**Problem to work on:**
Please update the listing below by replacing every "place one point" with "put a single point" and leaving everything else unchanged. Omit the pictures from your version.

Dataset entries
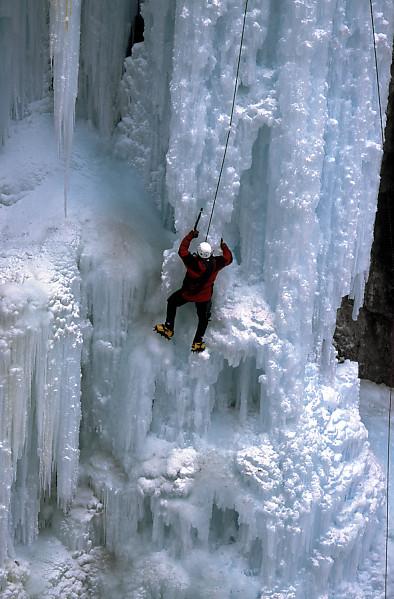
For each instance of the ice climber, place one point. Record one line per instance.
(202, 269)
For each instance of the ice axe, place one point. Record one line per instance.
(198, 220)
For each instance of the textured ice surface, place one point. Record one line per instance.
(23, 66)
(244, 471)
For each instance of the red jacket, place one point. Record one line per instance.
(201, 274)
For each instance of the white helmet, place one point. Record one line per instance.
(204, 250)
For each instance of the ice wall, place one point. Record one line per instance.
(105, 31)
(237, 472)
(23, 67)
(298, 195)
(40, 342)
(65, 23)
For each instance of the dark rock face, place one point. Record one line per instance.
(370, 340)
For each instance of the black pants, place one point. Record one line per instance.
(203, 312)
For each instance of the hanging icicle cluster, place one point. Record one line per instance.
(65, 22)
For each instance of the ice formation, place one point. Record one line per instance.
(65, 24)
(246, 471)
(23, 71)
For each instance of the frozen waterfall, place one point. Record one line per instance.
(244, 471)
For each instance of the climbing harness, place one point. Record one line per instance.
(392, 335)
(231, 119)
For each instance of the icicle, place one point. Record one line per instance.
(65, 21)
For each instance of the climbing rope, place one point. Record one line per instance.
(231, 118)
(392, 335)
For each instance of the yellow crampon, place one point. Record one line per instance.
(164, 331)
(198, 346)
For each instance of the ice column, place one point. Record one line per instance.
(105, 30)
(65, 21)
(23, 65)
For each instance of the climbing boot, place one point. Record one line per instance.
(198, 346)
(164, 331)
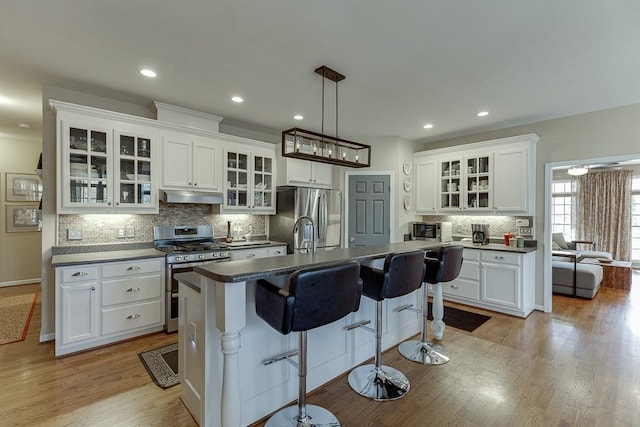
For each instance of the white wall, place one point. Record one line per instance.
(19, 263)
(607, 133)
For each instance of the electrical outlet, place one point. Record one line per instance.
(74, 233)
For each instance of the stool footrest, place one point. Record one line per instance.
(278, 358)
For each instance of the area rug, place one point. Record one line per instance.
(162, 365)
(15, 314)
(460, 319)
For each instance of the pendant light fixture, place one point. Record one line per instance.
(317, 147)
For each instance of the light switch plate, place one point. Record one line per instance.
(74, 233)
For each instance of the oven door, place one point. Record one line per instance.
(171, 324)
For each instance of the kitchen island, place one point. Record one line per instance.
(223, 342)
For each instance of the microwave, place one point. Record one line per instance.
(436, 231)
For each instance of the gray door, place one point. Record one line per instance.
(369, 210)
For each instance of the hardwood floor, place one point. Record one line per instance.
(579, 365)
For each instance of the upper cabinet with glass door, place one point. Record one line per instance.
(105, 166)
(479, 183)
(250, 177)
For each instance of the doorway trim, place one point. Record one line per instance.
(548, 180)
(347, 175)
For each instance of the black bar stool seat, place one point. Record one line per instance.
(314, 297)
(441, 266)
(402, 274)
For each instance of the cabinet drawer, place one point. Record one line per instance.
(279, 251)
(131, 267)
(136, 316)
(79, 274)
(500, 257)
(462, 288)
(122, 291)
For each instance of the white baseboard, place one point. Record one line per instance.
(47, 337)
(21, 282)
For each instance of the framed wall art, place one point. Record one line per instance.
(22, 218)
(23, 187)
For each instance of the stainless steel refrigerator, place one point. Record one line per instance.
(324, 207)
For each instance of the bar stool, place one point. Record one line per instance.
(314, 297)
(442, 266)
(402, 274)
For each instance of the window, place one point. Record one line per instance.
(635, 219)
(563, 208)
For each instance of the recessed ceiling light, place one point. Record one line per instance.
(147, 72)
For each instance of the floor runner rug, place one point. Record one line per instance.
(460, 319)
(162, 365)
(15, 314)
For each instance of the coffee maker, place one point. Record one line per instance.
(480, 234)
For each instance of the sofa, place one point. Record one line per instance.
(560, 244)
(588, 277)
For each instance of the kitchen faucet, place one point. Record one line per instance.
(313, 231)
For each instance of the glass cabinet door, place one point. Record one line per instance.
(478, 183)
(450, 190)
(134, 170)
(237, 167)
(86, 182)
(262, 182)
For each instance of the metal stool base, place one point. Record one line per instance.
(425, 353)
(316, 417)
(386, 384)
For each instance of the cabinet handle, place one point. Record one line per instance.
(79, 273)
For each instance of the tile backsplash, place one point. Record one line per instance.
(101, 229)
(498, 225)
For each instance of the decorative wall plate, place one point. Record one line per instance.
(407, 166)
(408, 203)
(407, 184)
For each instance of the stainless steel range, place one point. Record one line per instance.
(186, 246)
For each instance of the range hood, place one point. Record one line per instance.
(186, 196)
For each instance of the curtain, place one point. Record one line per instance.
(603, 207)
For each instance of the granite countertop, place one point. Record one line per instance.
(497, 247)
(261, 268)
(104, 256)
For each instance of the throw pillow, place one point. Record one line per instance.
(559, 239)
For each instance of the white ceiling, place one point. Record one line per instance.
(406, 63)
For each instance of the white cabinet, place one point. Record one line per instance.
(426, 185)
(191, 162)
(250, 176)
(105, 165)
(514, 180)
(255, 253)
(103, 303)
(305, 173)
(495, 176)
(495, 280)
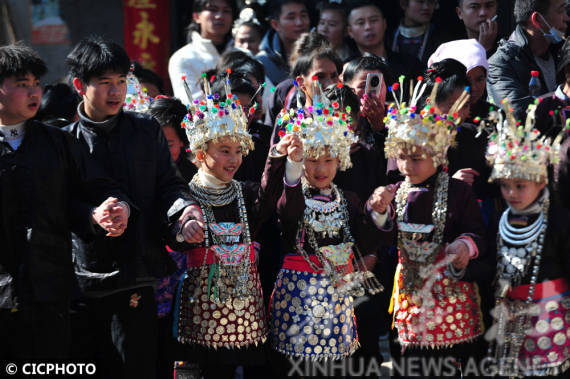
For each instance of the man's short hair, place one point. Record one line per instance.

**Written answer:**
For each instance of the ice climber, put a single point. Record one line per instance.
(202, 269)
For each instance of the ice axe, put a single point. Record one line per instance.
(198, 220)
For each instance of the textured ice surface, put a single point. Record one line per instance.
(23, 66)
(244, 471)
For each instance of the red jacket, put a single point. Record one line per instance.
(201, 274)
For each instance of the white helmet, put a single point. Record one line per instance.
(204, 250)
For each instance of the ice wall, put a single point. Record one line per instance.
(105, 31)
(237, 472)
(23, 67)
(298, 195)
(40, 342)
(65, 23)
For each instance of the dark rock face, put a single point. Record one line per instance.
(370, 340)
For each instance of the black pants, put a single point. Record one line per instance.
(203, 312)
For each instance of the hanging icicle cluster, put a single point. Record one line per instance.
(65, 22)
For each instance of the ice formation, put a single point. Record one line per instance.
(65, 24)
(246, 471)
(23, 71)
For each instance of the frozen waterfall, put a single point. Record one line per instance.
(244, 471)
For each instance of the climbing harness, put a single point. Record one line per instance.
(392, 335)
(231, 119)
For each instance of the icicle, put a single point. Record one line per instance.
(65, 21)
For each instance of the climbing rope, put a single point. Record one line per instance.
(231, 118)
(392, 335)
For each instance of the yellow crampon, put a single point. Record one line per instance.
(164, 331)
(198, 346)
For each instance of the ice column, put a single point. Record one line per instance.
(105, 30)
(65, 21)
(23, 65)
For each instance of the climbing boot, put a single point. Record one line per instance.
(198, 346)
(164, 331)
For each instance of the white wall, put a single point. Record one line per instance.
(19, 263)
(607, 133)
For each instance of the electrical outlet, put a single point. Record one line per instance.
(74, 233)
For each instance of the stool footrest, put a single point. Record one line per instance.
(278, 358)
For each instance of the area rug, put a single point. Record one line per instance.
(162, 365)
(15, 314)
(460, 319)
For each instance of the pendant light fixture, put a single point. Record one line per instance.
(317, 147)
For each instance of the light switch plate, put a single point. Record one line per instance.
(74, 233)
For each instance of the oven door, put a single point. Record one line per instance.
(171, 324)
For each instance of the kitchen island, put a single point. Record one line per instance.
(223, 342)
For each instance of the microwave, put a single point. Record one line per instance.
(436, 231)
For each instance of the gray door, put a single point. Record one line per instance.
(369, 210)
For each instance of the hardwood floor, put a single point. Record one line per instance.
(579, 365)
For each instance of the upper cabinet with glass door, put a single point. Record one line per instance.
(105, 166)
(479, 183)
(250, 177)
For each instance of the doorway trim, put a single point. Record one line per instance.
(548, 180)
(347, 175)
For each instance of the black bar stool seat, put a single point. Record one line per instance.
(314, 297)
(441, 266)
(402, 274)
For each instance of the cabinet drawer, put a single point. Record one line per instance.
(279, 251)
(131, 267)
(136, 316)
(79, 274)
(500, 257)
(462, 288)
(122, 291)
For each instance of the white baseboard, put a single point. Record one line per instance.
(47, 337)
(21, 282)
For each instance of the framed wall art, put a single point. Record one line per instance.
(22, 218)
(23, 187)
For each instance of the stainless steel refrigerator, put a single point. Record one line per instance.
(324, 207)
For each instance of the bar stool, put a single point. Record one line per instance.
(314, 297)
(442, 266)
(402, 274)
For each instance of the window, put a single point. Record one line per instance.
(635, 219)
(563, 208)
For each instance of the recessed ceiling light, put a single point. Record one line per instance.
(147, 72)
For each instance of the floor runner rug, put a single point. Record one line per instance.
(460, 319)
(162, 365)
(15, 314)
For each instance of the coffee maker, put a single point. Record one line per instance.
(480, 234)
For each instance of the sofa, put a single point. Record one line per instance.
(560, 244)
(588, 277)
For each instance of the kitchen faucet, put a single point. Record one line per instance.
(313, 231)
For each instance of the glass cabinet door, put a single point. Record one line per instance.
(478, 183)
(450, 190)
(134, 170)
(237, 167)
(86, 182)
(262, 182)
For each instance of the metal stool base, put a single point. Record one line per instance.
(425, 353)
(316, 417)
(386, 384)
For each instance of the cabinet handle, put a single point. Record one line per instance.
(79, 273)
For each instance of the tile backsplash, put a single point. Record one line per instance.
(101, 229)
(498, 225)
For each instance of the decorative wall plate, put a single point. Record one line per instance.
(407, 166)
(408, 203)
(407, 184)
For each instance of the stainless steel range, put a single point. Record one line per instance.
(186, 246)
For each instance of the range hood, put a single point. Record one line per instance.
(186, 196)
For each instance of the curtain, put a single point. Record one line per instance.
(603, 207)
For each instance of the granite countertop, put a single point. Record one line per instance.
(497, 247)
(261, 268)
(104, 256)
For each instance of the throw pillow, put a single point. Record one line per instance.
(559, 239)
For each instance of the white ceiling, put a single point. Record one line per instance.
(406, 63)
For each instance of the white cabinet, put a single point. Record one line per instance.
(426, 185)
(191, 162)
(250, 176)
(105, 165)
(514, 180)
(255, 253)
(103, 303)
(305, 173)
(495, 176)
(495, 280)
For each instance of the man's short hair, put a single point. Record one line per instance.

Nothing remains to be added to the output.